◆ EXERCISE BRIEF
All of the lines below are to be printed again exactly; images are excluded from the output.

[Records excerpted from a collection]

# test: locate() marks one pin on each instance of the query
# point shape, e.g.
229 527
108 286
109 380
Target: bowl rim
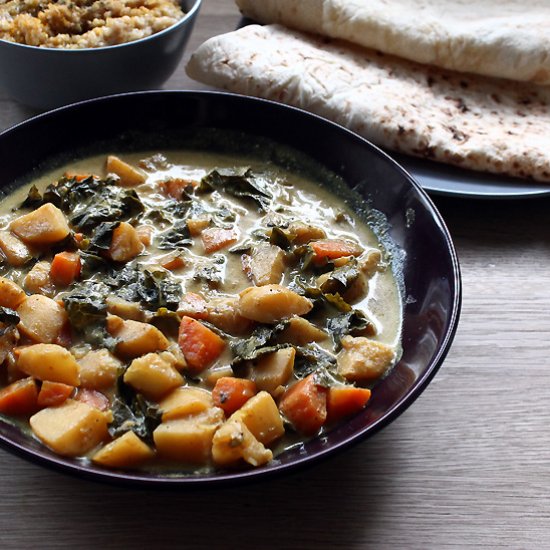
83 470
190 14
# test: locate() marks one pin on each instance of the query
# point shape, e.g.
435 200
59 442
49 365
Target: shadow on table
331 504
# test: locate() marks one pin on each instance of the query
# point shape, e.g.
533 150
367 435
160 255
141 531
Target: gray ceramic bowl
50 77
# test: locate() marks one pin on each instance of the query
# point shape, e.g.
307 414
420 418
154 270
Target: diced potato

◆ SOLUTION TO THIS PROBLEM
# test: locate() marks one pin on each instance of the query
# point shape, e.g.
229 527
108 286
109 380
Target: bowl rim
83 470
190 14
# test: locate() marks one pin on each instance of the query
# point shape, e.g.
435 200
59 442
49 365
Target: shadow on table
331 504
# test: locate() marks one pin on each instance of the query
# point shape, e.g.
533 150
367 435
160 255
141 531
Target: gray ceramic bowl
50 77
# test: locate() marks one pin on each instance of the query
# point shape, e.g.
307 414
420 418
154 270
Target: diced potato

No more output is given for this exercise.